(Entries for bounding box labeling)
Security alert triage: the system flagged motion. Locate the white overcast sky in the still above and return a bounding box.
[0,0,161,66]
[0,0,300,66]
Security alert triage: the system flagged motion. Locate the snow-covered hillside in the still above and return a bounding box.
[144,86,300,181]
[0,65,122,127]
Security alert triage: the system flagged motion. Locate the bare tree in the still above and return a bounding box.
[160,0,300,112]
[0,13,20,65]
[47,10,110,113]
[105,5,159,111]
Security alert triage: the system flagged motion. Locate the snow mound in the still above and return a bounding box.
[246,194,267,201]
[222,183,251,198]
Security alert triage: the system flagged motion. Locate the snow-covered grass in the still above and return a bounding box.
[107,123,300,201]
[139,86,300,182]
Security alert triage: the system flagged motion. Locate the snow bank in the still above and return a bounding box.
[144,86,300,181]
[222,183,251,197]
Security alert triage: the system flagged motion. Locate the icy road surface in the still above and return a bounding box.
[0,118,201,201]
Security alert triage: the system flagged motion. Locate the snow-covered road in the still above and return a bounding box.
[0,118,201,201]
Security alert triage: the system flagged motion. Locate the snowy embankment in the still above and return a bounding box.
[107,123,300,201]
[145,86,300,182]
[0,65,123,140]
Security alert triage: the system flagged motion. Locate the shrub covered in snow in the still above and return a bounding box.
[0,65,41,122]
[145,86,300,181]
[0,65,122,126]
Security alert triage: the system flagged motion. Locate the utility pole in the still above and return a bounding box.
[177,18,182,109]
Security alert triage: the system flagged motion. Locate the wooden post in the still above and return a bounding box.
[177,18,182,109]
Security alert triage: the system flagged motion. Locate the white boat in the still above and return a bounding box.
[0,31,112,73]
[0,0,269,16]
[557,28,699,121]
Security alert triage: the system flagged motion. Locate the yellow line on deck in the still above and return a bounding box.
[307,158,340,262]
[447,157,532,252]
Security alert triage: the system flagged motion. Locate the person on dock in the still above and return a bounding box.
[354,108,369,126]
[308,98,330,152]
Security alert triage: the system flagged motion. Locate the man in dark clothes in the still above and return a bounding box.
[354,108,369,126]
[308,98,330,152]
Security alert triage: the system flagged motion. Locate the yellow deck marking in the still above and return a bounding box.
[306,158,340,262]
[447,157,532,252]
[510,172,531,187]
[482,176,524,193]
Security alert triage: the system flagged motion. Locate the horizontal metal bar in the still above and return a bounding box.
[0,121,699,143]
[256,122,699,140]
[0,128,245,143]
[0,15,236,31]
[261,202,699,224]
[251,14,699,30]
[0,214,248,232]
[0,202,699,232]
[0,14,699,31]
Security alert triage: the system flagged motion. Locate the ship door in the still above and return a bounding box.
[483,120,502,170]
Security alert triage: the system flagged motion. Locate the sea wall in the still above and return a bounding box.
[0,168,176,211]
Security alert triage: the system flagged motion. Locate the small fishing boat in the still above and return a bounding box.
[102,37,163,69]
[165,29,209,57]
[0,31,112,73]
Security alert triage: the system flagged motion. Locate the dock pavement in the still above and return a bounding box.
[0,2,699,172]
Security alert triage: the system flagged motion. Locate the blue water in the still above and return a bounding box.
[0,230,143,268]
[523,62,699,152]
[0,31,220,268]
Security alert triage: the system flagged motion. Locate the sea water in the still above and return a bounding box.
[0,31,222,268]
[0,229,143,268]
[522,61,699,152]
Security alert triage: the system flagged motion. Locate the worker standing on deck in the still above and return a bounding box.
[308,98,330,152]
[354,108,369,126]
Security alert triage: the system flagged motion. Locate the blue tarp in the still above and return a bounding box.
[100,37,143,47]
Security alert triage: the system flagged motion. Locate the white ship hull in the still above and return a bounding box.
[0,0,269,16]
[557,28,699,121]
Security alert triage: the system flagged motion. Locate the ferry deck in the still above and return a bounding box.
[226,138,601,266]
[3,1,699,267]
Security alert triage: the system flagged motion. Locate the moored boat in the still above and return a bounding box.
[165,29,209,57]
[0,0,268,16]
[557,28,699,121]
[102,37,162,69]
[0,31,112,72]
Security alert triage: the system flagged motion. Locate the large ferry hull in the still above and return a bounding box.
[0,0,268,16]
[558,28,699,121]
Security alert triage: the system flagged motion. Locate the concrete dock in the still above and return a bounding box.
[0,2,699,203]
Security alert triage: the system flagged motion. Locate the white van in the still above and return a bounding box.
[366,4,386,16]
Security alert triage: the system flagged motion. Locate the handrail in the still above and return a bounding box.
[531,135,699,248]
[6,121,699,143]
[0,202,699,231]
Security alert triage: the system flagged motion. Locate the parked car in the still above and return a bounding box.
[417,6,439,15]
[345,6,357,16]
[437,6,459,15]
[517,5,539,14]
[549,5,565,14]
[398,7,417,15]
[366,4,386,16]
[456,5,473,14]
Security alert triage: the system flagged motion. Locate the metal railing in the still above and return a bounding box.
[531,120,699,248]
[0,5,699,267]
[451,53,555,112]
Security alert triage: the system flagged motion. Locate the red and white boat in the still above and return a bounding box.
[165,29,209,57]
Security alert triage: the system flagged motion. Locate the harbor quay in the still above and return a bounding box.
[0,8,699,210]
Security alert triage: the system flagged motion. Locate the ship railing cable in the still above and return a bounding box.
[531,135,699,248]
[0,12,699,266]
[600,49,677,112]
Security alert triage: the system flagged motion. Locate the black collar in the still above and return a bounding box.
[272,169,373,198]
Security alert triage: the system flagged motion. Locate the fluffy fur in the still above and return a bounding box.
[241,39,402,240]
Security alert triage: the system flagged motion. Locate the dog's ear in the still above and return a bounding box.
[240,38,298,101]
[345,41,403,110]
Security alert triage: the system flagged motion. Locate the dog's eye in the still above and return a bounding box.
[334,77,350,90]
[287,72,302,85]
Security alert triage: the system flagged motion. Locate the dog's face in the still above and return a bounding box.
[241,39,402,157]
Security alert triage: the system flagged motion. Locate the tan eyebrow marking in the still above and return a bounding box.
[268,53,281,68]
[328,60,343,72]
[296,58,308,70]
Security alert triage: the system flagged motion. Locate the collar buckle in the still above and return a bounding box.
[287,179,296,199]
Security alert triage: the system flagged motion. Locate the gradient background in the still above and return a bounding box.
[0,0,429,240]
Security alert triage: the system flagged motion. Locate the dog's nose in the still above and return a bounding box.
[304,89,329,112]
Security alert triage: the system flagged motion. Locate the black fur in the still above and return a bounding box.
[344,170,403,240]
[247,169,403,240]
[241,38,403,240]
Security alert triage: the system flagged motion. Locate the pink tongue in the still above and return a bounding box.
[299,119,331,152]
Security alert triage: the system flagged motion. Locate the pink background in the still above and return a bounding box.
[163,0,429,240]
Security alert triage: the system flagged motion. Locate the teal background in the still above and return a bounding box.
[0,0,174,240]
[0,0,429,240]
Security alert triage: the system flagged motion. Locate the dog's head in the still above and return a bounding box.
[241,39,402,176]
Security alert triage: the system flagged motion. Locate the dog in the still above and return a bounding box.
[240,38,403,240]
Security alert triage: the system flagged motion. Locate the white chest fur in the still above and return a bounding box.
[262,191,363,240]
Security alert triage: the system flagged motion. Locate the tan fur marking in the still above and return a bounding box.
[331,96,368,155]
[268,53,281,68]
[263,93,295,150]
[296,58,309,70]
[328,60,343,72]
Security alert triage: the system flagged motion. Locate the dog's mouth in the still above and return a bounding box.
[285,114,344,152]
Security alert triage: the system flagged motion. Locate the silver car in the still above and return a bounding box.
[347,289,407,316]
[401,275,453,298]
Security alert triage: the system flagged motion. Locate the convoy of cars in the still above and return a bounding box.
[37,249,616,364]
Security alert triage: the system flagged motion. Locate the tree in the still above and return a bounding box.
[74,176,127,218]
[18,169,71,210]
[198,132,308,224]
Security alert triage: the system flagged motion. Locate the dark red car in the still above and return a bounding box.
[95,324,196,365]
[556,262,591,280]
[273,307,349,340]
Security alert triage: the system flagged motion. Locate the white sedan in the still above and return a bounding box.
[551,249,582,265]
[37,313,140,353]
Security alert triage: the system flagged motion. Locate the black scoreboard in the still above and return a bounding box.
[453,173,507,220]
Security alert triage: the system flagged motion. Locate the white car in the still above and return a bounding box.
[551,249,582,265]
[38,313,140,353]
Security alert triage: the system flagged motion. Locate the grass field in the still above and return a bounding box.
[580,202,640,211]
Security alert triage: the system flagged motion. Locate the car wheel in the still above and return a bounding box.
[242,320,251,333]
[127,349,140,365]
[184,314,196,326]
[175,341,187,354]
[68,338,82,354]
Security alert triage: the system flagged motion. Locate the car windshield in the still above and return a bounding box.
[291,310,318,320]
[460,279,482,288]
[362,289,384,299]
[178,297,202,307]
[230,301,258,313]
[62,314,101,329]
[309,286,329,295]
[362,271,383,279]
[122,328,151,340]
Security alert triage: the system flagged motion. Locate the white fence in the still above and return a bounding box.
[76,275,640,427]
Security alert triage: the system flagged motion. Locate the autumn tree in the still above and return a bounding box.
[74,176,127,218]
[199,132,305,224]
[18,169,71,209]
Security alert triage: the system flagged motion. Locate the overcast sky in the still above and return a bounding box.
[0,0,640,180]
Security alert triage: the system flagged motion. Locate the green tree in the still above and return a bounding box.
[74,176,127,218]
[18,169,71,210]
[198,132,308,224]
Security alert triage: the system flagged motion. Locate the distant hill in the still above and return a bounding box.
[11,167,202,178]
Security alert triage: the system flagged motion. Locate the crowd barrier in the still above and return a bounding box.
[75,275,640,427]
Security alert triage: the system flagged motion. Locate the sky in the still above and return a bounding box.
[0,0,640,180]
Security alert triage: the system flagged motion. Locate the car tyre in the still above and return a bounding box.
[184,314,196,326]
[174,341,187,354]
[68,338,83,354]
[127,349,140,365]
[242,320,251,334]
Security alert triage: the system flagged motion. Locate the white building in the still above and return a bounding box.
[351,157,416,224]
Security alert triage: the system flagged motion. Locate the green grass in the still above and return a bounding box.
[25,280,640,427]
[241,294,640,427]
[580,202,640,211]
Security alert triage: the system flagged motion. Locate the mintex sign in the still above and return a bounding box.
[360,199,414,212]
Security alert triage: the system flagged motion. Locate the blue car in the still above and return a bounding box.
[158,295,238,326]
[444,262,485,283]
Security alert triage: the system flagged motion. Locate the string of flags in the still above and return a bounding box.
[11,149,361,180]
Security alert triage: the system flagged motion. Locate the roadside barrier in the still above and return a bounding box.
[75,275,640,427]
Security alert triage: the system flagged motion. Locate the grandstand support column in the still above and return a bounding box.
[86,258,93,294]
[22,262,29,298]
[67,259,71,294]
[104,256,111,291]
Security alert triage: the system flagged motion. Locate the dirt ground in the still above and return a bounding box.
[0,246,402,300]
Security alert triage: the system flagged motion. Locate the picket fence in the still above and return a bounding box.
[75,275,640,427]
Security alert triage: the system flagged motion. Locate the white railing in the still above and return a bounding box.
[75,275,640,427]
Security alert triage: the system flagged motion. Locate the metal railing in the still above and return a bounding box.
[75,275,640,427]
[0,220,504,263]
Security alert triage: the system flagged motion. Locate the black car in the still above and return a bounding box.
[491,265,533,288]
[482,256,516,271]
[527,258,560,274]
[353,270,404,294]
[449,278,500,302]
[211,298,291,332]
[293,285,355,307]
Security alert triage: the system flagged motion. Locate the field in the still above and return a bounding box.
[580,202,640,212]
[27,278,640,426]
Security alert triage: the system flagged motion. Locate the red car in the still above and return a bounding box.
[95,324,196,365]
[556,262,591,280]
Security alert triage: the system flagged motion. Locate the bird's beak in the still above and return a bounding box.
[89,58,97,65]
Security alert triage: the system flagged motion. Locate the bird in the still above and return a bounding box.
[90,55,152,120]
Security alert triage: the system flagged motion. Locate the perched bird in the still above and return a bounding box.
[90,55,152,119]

- _Work to do_: Rewrite the part of the records that opens with the line containing "the white van" and closes with the line containing "[456,5,473,14]", replacing "handrail" with "guardrail" and leaving everything else unchanged.

- _Exercise response_:
Security alert triage: the system flagged motion. Locate the white van in the still above and return a bounding box.
[366,4,386,16]
Security alert triage: the system flagged motion. Locate the guardrail in the still above and return a bounding box.
[531,135,699,248]
[6,121,699,143]
[0,202,699,231]
Security alert triage: the system flagged motion. Locate the parked car in the still above and return a bounding box.
[417,6,439,15]
[345,6,357,16]
[437,6,459,15]
[517,5,539,14]
[549,5,565,14]
[398,7,417,15]
[366,4,386,16]
[456,5,473,14]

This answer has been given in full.